- _Excerpted data_:
|---|

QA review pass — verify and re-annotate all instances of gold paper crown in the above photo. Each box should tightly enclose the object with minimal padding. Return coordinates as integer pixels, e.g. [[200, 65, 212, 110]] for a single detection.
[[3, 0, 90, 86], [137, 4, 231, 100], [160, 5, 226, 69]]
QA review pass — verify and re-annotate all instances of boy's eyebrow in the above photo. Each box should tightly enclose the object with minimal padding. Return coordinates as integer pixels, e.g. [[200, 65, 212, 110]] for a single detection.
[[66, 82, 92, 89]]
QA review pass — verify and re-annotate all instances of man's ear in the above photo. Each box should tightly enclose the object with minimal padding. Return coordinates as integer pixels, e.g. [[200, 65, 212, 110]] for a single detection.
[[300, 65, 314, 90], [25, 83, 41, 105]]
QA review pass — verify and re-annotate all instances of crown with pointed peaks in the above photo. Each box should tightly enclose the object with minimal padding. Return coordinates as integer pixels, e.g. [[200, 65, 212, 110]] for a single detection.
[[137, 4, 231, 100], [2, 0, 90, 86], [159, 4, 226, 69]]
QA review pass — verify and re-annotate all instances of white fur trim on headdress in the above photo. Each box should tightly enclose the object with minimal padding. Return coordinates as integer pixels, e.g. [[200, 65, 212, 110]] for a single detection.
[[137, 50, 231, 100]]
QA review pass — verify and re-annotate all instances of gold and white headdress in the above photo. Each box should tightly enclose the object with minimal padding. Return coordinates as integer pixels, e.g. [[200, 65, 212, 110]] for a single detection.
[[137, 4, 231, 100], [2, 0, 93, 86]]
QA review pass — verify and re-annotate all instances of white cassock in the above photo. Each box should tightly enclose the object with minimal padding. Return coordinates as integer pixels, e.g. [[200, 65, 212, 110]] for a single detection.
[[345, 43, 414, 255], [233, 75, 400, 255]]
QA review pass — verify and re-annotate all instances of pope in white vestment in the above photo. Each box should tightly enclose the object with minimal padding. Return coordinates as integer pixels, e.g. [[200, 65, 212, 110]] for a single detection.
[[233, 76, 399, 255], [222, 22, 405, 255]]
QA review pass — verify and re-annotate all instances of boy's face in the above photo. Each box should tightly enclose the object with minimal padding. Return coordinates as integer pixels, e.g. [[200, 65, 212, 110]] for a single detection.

|---|

- _Aim of the task_:
Copy out the lines of the listing from the line holding "of white cassock" through the end of the listing, both ends included, with no changes.

- _Response below_:
QA review pass — verify and re-annotate all instances of white cassock in the above photo. Each box should tightly enclose the object with minimal padding. Return coordinates as integer pixels, e.g. [[200, 65, 212, 110]] for a single detection.
[[345, 43, 414, 255], [233, 75, 400, 255]]
QA review pass — verify and re-annotate all instances of pope in white vestment in the above photo. Each box should tightly enclose the object with minimal padding. Return coordinates as integer pixels, e.g. [[200, 65, 212, 110]] for a single detection.
[[233, 76, 399, 255], [222, 22, 405, 255]]
QA review pass — verify and re-annotate all instances of boy's face in the above photo. Each box should tightly enclose the object with minimal padding. Return coordinates as integer pixels, e.g. [[200, 65, 212, 110]] for a single detection.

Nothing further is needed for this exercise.